┌─ DATA FOR THIS TASK
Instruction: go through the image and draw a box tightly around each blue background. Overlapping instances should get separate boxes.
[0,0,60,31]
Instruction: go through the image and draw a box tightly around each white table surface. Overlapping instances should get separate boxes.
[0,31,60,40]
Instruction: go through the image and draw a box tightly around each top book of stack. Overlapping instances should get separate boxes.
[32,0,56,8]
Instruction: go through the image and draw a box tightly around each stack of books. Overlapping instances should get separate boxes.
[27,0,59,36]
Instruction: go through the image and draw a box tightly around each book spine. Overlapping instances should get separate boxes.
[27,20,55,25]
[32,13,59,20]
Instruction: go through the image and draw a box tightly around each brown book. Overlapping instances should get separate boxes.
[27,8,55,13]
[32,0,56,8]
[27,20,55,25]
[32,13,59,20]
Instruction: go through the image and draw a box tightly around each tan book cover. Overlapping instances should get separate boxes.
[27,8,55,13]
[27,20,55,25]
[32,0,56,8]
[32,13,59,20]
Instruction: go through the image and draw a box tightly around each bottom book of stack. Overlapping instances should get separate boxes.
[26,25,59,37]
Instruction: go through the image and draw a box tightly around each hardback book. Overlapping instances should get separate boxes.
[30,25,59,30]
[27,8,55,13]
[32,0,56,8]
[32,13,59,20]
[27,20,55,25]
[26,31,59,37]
└─
▸ **WRITTEN PROBLEM**
Convert the data above into a two-column CSV with the headers "request" and "answer", one row per request. Place each request's text and its answer in their own quoted fields, with any line breaks replaced by spaces.

▸ **THE RESULT**
request,answer
"Instruction: go through the image and draw a box tightly around each blue background. Overlapping instances should get separate boxes.","[0,0,60,31]"
"Instruction: go through the image and draw a box tightly around each white table surface. Overlapping instances should get separate boxes.","[0,31,60,40]"
"Instruction: go through the image and draw a box tightly around each top book of stack. Overlapping instances should get separate boxes.","[32,0,56,8]"
"Instruction: go through the image and draw a box tightly around each stack of books. Overlapping instances should get separate boxes.","[27,0,59,36]"
"Instruction: go through the image and draw a box tightly around each book spine. Overlapping instances should get separate boxes.","[27,20,55,25] [32,13,59,20]"
"Instruction: go through the image and draw a box tightly around each brown book. Overlapping instances should get separate boxes.","[27,8,55,13] [32,0,56,8] [27,20,55,25] [32,13,59,20]"
"Instruction: go through the image and draw a box tightly around each tan book cover. Overlapping instances should get separate boxes.","[27,8,55,13] [27,20,55,25] [32,0,56,8] [32,13,59,20]"
"Instruction: go through the image and draw a box tightly around each bottom book of stack. Overlapping instances should get separate boxes.","[26,25,59,37]"
"Instruction: go through the image and draw a box tightly around each hardback book. Overlapping instances should get separate boxes.","[30,25,59,30] [27,8,55,13] [32,0,56,8] [32,13,59,20] [27,20,55,25] [26,31,59,37]"